■ **YOUR OBJECTIVE**:
Where the records below show a line containing "Query: mountain", start copying; end with the line containing "Locate the white cloud", and copy it too.

[Stored dataset items]
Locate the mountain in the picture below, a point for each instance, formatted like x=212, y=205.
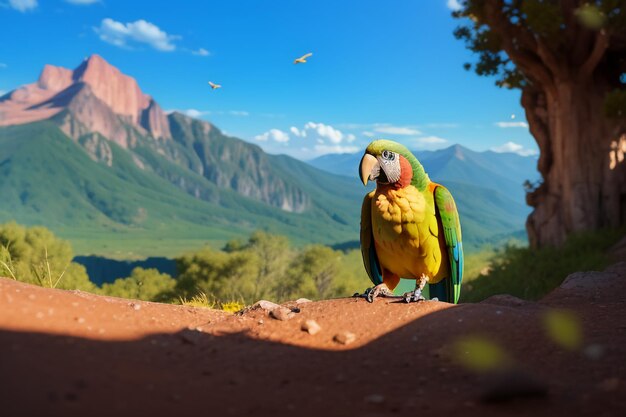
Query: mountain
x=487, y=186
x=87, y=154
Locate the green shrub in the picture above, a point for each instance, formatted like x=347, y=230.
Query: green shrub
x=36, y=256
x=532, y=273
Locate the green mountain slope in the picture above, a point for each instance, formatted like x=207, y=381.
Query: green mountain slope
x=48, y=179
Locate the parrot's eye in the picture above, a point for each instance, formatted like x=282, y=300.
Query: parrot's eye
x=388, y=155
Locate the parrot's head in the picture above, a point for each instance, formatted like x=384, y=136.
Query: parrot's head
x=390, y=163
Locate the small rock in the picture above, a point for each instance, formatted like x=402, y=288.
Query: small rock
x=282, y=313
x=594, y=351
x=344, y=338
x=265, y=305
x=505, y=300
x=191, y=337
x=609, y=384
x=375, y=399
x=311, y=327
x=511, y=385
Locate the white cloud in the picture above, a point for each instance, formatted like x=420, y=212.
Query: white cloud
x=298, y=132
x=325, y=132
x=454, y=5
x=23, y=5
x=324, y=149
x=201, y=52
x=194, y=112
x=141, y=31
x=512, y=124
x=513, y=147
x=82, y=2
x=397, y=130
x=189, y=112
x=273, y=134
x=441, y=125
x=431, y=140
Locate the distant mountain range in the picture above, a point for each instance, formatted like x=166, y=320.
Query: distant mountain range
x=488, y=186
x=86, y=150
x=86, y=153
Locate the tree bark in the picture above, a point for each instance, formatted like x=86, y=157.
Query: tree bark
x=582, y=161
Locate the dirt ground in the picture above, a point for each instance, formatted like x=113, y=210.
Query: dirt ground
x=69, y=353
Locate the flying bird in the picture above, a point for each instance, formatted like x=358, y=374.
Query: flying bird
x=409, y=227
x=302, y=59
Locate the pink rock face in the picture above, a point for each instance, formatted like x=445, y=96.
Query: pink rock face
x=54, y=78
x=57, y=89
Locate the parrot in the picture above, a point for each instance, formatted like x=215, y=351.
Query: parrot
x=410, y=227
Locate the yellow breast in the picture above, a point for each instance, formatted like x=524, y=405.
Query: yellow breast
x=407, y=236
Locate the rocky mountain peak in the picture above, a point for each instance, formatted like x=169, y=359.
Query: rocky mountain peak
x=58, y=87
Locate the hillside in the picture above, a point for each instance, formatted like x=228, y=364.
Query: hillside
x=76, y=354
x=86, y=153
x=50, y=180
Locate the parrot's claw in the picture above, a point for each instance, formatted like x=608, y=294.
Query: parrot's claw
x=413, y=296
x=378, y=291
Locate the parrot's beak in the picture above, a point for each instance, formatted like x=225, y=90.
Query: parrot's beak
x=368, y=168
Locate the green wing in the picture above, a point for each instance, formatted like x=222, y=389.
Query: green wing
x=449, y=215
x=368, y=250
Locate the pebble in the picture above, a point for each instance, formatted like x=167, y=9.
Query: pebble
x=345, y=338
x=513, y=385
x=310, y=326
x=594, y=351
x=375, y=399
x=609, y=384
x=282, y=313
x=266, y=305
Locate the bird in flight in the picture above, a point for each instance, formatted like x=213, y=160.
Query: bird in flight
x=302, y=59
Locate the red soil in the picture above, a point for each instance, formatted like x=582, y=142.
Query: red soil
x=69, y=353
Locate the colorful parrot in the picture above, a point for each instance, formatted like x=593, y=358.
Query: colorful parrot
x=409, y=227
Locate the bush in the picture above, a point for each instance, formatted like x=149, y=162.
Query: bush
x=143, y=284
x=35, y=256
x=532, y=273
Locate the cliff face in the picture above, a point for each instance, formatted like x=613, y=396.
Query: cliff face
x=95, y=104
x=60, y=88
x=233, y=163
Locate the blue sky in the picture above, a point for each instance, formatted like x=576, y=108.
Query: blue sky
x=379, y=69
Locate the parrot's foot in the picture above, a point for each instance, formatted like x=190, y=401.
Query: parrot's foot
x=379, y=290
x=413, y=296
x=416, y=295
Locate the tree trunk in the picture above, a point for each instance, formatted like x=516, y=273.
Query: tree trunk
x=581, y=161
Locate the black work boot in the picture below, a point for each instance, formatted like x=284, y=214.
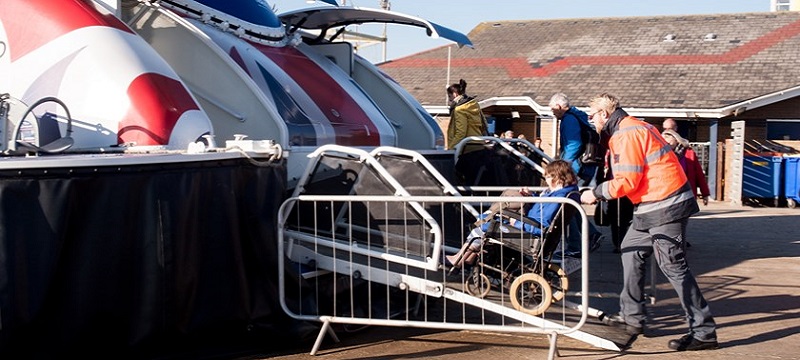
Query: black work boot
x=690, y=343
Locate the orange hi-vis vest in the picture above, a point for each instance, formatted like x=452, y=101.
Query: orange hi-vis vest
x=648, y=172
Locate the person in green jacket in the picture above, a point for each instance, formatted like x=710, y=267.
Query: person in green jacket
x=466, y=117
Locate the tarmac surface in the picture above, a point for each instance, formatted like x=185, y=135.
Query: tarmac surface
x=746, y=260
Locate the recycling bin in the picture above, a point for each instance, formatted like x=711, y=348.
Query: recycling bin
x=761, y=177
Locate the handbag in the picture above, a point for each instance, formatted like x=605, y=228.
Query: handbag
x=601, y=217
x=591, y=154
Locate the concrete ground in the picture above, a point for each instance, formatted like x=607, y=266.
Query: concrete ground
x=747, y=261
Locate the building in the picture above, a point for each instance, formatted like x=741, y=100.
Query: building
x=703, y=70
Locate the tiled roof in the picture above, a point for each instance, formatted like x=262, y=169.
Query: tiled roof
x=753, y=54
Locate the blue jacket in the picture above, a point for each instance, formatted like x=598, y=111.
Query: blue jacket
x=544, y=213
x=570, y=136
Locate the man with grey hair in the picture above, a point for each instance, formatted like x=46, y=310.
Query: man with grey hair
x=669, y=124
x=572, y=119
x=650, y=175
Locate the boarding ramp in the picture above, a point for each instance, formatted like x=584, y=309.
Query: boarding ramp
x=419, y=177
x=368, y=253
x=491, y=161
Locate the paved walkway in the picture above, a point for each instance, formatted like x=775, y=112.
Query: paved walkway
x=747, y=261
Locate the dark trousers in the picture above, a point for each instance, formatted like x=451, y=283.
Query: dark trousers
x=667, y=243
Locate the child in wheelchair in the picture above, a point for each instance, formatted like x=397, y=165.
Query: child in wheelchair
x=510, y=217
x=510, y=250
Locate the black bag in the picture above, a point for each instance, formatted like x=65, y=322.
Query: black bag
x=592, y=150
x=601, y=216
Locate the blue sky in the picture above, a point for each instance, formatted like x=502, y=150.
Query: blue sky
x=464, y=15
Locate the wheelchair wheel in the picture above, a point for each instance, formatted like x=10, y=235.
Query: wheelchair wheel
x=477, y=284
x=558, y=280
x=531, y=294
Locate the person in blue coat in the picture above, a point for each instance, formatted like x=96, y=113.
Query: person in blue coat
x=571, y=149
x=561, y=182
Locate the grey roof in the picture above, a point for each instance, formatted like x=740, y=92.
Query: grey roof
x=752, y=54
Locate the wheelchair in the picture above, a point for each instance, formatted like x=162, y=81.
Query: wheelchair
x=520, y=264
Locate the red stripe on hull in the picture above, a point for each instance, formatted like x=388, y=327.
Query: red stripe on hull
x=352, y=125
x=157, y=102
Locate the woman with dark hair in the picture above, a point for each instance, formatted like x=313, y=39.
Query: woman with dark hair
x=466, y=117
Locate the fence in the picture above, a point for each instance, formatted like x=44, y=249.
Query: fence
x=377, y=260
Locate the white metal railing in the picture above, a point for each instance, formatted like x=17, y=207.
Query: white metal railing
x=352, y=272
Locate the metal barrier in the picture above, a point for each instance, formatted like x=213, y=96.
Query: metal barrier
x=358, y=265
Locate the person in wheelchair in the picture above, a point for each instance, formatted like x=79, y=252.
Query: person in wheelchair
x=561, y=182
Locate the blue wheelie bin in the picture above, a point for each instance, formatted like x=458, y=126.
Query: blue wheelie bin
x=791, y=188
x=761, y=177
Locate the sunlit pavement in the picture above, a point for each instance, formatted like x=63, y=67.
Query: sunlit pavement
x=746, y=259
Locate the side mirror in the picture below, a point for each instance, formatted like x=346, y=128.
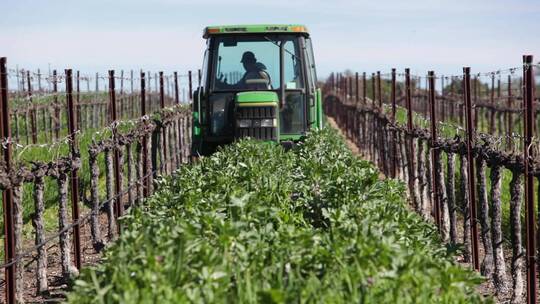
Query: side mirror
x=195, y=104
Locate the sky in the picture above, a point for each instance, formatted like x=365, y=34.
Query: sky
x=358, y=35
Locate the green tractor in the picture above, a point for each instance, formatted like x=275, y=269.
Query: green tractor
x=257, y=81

■ **TASK OUTPUT**:
Query: mountain
x=487, y=186
x=87, y=154
Locate the green shrub in the picture above, a point for each instance, formatted like x=347, y=230.
Query: green shrub
x=36, y=256
x=532, y=273
Locate the green mountain slope in the picture above, a point for each instance, formatted like x=207, y=381.
Query: green mountain slope
x=48, y=179
Locate the parrot's eye in the picture above, a point for each instance, formatted like x=282, y=300.
Query: parrot's eye
x=388, y=155
Locate the parrot's head in the picture above, a point for each instance, formatted like x=384, y=136.
Query: parrot's head
x=390, y=163
Locate the small rock in the picture above, a point for each instance, formatted like x=402, y=288.
Query: small rock
x=282, y=313
x=594, y=351
x=344, y=338
x=265, y=305
x=505, y=300
x=191, y=337
x=609, y=384
x=375, y=399
x=311, y=327
x=511, y=385
Locate the white cloud in the picture above, a point for each instance, formatted like x=420, y=212.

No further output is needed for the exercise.